Directions for this task:
Each record is to be transcribed exactly.

(Pointing and labeling entries)
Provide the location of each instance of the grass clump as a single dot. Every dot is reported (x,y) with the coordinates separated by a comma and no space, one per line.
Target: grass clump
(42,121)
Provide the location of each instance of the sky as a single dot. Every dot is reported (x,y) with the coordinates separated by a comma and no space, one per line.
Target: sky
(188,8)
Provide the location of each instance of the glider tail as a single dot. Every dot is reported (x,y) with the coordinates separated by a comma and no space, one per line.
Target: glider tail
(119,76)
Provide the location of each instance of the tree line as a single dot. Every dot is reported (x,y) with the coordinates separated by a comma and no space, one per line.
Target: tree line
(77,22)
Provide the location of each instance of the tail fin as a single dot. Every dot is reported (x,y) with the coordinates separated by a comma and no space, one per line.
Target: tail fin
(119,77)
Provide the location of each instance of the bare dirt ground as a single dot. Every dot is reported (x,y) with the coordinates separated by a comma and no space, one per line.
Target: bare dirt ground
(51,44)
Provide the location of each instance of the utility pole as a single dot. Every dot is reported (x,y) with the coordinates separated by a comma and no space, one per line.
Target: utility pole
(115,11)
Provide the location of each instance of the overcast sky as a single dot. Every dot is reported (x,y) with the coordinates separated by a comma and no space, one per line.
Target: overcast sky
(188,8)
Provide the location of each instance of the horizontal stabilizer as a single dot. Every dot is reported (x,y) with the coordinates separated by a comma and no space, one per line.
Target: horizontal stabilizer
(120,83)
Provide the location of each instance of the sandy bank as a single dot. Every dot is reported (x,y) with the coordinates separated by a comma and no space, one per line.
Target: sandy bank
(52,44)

Answer to the task:
Provide the location of each instance of the grass clump as a single dot. Every dot is reported (x,y) with the coordinates separated by a comma and no space, one per line.
Target: grass clump
(42,121)
Provide the location of each instance of the sky as a single dot. Every dot is reported (x,y) with the coordinates separated by a comma and no space, one per line.
Target: sky
(188,8)
Provide the location of each instance of the glider tail as a single dot. Every dot is reported (x,y) with the coordinates separated by a comma and no space, one per line.
Target: glider tail
(119,76)
Provide the location of each instance of the tree line as a single dot. Every dot is reported (x,y) with the coordinates separated by a comma and no space, one per line.
Target: tree line
(77,22)
Provide the location of each instance of the tail fin as a single dot. Every dot is reported (x,y) with the coordinates separated by a comma and no space, one per line.
Target: tail fin
(119,77)
Provide the location of each instance of the bare dirt ground as a single dot. Every dot is reported (x,y) with the coordinates separated by a comma and no space, one per line.
Target: bare dirt ground
(51,44)
Provide the location of each instance of the utility pole as a single dot. Every dot is reported (x,y) with the coordinates separated by a comma and no space, one per line.
Target: utility pole
(115,11)
Provide the location of each instance of the overcast sky as a single dot. Every dot is reported (x,y) with the coordinates separated by a comma and no space, one per line.
Target: overcast sky
(188,8)
Provide the location of each instance of the horizontal stabilizer as a single dot. Every dot is reported (x,y) with the coordinates separated by a comma and no space, one per line.
Target: horizontal stabilizer
(120,83)
Provide the location of each instance of the sandy bank as a single dot. Every dot is reported (x,y) with the coordinates separated by a comma and no space, one per line.
Target: sandy bank
(52,44)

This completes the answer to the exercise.